Problem
Output the lines below, reproducing each one without any change.

[Records from a data source]
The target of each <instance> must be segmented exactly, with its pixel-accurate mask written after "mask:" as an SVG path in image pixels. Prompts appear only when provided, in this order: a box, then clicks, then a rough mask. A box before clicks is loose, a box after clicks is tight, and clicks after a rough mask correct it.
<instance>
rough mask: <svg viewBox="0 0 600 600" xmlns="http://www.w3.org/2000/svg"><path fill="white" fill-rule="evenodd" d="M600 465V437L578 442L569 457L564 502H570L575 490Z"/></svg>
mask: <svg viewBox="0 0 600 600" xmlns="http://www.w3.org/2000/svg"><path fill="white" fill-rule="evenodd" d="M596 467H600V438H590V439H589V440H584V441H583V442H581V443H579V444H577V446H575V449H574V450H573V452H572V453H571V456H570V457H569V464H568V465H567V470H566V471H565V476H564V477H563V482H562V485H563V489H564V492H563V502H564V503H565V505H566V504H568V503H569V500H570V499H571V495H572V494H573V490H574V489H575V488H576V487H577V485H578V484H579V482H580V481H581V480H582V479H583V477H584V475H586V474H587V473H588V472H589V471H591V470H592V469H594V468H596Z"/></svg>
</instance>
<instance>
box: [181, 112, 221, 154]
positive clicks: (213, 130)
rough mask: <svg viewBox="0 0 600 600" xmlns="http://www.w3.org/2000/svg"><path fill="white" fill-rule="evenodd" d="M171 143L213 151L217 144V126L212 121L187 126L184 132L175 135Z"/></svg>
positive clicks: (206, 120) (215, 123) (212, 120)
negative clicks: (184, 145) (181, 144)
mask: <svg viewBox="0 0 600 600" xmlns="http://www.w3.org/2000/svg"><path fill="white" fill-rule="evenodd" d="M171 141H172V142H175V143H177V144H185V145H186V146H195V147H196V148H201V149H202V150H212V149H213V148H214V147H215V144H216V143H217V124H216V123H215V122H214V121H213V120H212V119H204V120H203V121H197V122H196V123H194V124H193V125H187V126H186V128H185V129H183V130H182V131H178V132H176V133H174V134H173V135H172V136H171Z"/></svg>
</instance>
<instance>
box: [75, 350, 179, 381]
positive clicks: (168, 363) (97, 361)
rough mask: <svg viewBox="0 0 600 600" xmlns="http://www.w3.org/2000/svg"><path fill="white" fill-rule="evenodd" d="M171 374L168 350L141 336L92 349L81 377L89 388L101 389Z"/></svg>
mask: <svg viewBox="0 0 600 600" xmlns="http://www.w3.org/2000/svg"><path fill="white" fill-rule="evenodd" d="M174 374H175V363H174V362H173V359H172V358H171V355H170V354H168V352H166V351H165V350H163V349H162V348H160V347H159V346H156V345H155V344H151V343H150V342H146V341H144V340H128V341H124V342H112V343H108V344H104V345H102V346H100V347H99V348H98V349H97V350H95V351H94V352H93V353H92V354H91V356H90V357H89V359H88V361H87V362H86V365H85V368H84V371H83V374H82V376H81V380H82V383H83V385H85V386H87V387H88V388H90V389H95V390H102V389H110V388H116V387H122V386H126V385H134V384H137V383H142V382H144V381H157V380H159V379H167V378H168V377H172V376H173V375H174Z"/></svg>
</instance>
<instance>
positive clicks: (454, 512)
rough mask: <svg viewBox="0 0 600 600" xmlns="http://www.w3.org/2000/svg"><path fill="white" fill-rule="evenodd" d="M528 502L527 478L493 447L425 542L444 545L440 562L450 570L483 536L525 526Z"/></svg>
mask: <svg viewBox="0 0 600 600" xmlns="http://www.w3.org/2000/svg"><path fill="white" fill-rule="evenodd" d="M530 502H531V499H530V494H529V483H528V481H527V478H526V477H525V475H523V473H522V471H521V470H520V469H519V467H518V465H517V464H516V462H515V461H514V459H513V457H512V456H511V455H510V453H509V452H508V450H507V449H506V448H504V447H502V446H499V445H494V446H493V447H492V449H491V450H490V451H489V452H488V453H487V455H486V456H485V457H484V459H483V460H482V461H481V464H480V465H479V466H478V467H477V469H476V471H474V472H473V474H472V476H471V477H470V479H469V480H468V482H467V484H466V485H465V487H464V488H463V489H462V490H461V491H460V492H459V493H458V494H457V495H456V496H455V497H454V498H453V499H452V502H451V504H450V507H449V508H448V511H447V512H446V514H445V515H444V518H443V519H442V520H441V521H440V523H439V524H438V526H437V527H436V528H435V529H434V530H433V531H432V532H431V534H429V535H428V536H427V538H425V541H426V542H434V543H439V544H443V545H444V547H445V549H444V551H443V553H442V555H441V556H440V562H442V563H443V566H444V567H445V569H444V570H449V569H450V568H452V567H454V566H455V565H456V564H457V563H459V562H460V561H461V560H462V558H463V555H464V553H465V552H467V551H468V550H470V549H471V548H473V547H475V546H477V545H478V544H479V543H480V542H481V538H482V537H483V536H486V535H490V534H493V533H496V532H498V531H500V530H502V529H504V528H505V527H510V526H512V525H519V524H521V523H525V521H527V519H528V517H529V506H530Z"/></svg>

Exercise result
The target of each <instance> must be segmented exactly, with its pixel-accurate mask written after "mask:" as an SVG path in image pixels. Prompts appear only when provided, in this order: a box, then clicks, then a rough mask. A box before clicks is loose, a box after clicks is tight, and clicks after a rough mask correct it.
<instance>
rough mask: <svg viewBox="0 0 600 600" xmlns="http://www.w3.org/2000/svg"><path fill="white" fill-rule="evenodd" d="M600 465V437L578 442L569 457L564 502H570L575 490Z"/></svg>
mask: <svg viewBox="0 0 600 600" xmlns="http://www.w3.org/2000/svg"><path fill="white" fill-rule="evenodd" d="M596 467H600V438H590V439H589V440H584V441H583V442H581V443H579V444H577V446H575V449H574V450H573V452H572V453H571V456H570V457H569V464H568V465H567V470H566V471H565V476H564V477H563V482H562V485H563V489H564V492H563V502H564V503H565V505H566V504H568V503H569V500H570V499H571V495H572V494H573V490H574V489H575V488H576V487H577V485H578V484H579V482H580V481H581V480H582V479H583V477H584V475H586V474H587V473H588V472H589V471H591V470H592V469H594V468H596Z"/></svg>
</instance>
<instance>
box: [181, 112, 221, 154]
positive clicks: (213, 130)
rough mask: <svg viewBox="0 0 600 600" xmlns="http://www.w3.org/2000/svg"><path fill="white" fill-rule="evenodd" d="M171 143L213 151L217 144V126L212 121L187 126L184 132L175 135Z"/></svg>
positive clicks: (206, 120) (215, 123) (212, 120)
negative clicks: (184, 145) (181, 144)
mask: <svg viewBox="0 0 600 600" xmlns="http://www.w3.org/2000/svg"><path fill="white" fill-rule="evenodd" d="M171 141H172V142H175V143H177V144H185V145H186V146H195V147H196V148H201V149H202V150H212V149H213V148H214V147H215V144H216V143H217V124H216V123H215V122H214V121H213V120H212V119H204V120H203V121H197V122H196V123H194V124H193V125H187V126H186V128H185V129H183V130H182V131H178V132H176V133H174V134H173V135H172V136H171Z"/></svg>
</instance>
<instance>
box: [75, 350, 179, 381]
positive clicks: (168, 363) (97, 361)
rough mask: <svg viewBox="0 0 600 600" xmlns="http://www.w3.org/2000/svg"><path fill="white" fill-rule="evenodd" d="M171 374L168 350L141 336L92 349L81 377L89 388L101 389Z"/></svg>
mask: <svg viewBox="0 0 600 600" xmlns="http://www.w3.org/2000/svg"><path fill="white" fill-rule="evenodd" d="M174 374H175V363H174V362H173V359H172V358H171V355H170V354H168V352H166V351H165V350H163V349H162V348H160V347H159V346H156V345H155V344H151V343H150V342H146V341H144V340H128V341H124V342H112V343H108V344H104V345H102V346H100V347H99V348H98V349H97V350H95V351H94V352H93V353H92V354H91V356H90V357H89V359H88V361H87V362H86V365H85V368H84V371H83V374H82V376H81V380H82V383H83V385H85V386H87V387H88V388H90V389H95V390H102V389H110V388H116V387H122V386H126V385H134V384H137V383H142V382H144V381H157V380H159V379H167V378H168V377H172V376H173V375H174Z"/></svg>
</instance>
<instance>
positive clicks: (454, 512)
rough mask: <svg viewBox="0 0 600 600" xmlns="http://www.w3.org/2000/svg"><path fill="white" fill-rule="evenodd" d="M528 502L527 478L493 447L425 542L444 545L440 562L450 570L483 536L525 526Z"/></svg>
mask: <svg viewBox="0 0 600 600" xmlns="http://www.w3.org/2000/svg"><path fill="white" fill-rule="evenodd" d="M530 502H531V499H530V494H529V483H528V481H527V478H526V477H525V475H523V473H522V471H521V470H520V469H519V467H518V465H517V464H516V462H515V461H514V459H513V457H512V456H511V455H510V453H509V452H508V450H507V449H506V448H504V447H502V446H499V445H494V446H493V447H492V449H491V450H490V451H489V452H488V453H487V455H486V456H485V457H484V459H483V460H482V461H481V464H480V465H479V466H478V467H477V469H476V471H474V472H473V474H472V476H471V477H470V479H469V480H468V482H467V484H466V485H465V487H464V488H463V489H462V490H461V491H460V492H459V493H458V494H457V495H456V496H455V497H454V498H453V499H452V502H451V504H450V507H449V508H448V511H447V512H446V514H445V515H444V518H443V519H442V520H441V521H440V523H439V524H438V526H437V527H436V528H435V529H434V530H433V531H432V532H431V534H429V535H428V536H427V538H425V541H426V542H434V543H439V544H443V545H444V547H445V549H444V551H443V553H442V555H441V556H440V562H442V563H443V566H444V567H445V569H444V570H449V569H450V568H452V567H454V566H455V565H456V564H457V563H459V562H460V561H461V560H462V558H463V555H464V553H465V552H467V551H468V550H470V549H471V548H473V547H475V546H477V545H478V544H479V543H480V542H481V538H482V537H483V536H486V535H490V534H493V533H496V532H498V531H500V530H502V529H504V528H505V527H510V526H512V525H519V524H521V523H525V521H527V519H528V517H529V506H530Z"/></svg>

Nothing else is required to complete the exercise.